◆ **Entries from a data source**:
**********

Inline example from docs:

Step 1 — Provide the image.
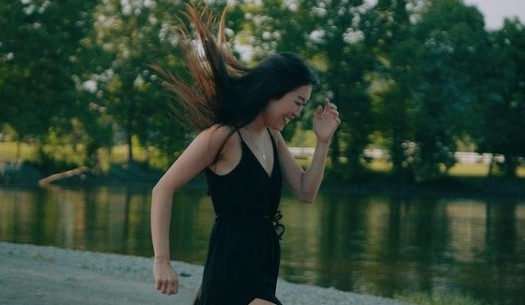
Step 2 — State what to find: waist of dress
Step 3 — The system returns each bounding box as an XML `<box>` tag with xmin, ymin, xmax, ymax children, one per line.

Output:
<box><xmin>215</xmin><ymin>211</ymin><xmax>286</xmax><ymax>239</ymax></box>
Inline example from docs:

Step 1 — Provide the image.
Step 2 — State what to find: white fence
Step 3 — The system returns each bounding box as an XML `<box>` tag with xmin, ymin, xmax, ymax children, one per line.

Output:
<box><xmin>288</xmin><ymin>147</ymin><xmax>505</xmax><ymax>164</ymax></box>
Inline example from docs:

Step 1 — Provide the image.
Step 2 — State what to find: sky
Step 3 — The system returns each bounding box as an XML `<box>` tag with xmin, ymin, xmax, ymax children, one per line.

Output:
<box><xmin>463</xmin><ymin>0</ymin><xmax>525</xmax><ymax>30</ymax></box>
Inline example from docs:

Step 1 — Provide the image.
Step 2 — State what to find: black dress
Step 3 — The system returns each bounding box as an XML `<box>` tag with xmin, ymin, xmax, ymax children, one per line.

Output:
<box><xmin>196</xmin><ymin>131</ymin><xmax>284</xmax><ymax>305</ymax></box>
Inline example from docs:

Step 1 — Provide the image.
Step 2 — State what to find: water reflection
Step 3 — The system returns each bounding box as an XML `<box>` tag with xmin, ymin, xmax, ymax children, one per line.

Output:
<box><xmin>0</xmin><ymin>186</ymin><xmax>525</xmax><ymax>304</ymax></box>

**********

◆ **DIRECTIONS FOR THIS TASK**: Filter the entries above, keeping every line that contains the word "State", and copy those lines.

◆ **WRITTEN SOLUTION**:
Step 2 — State what to find: waist of dress
Step 2 — State what to find: white fence
Step 2 — State what to find: sky
Step 2 — State what to find: black dress
Step 2 — State what to find: water reflection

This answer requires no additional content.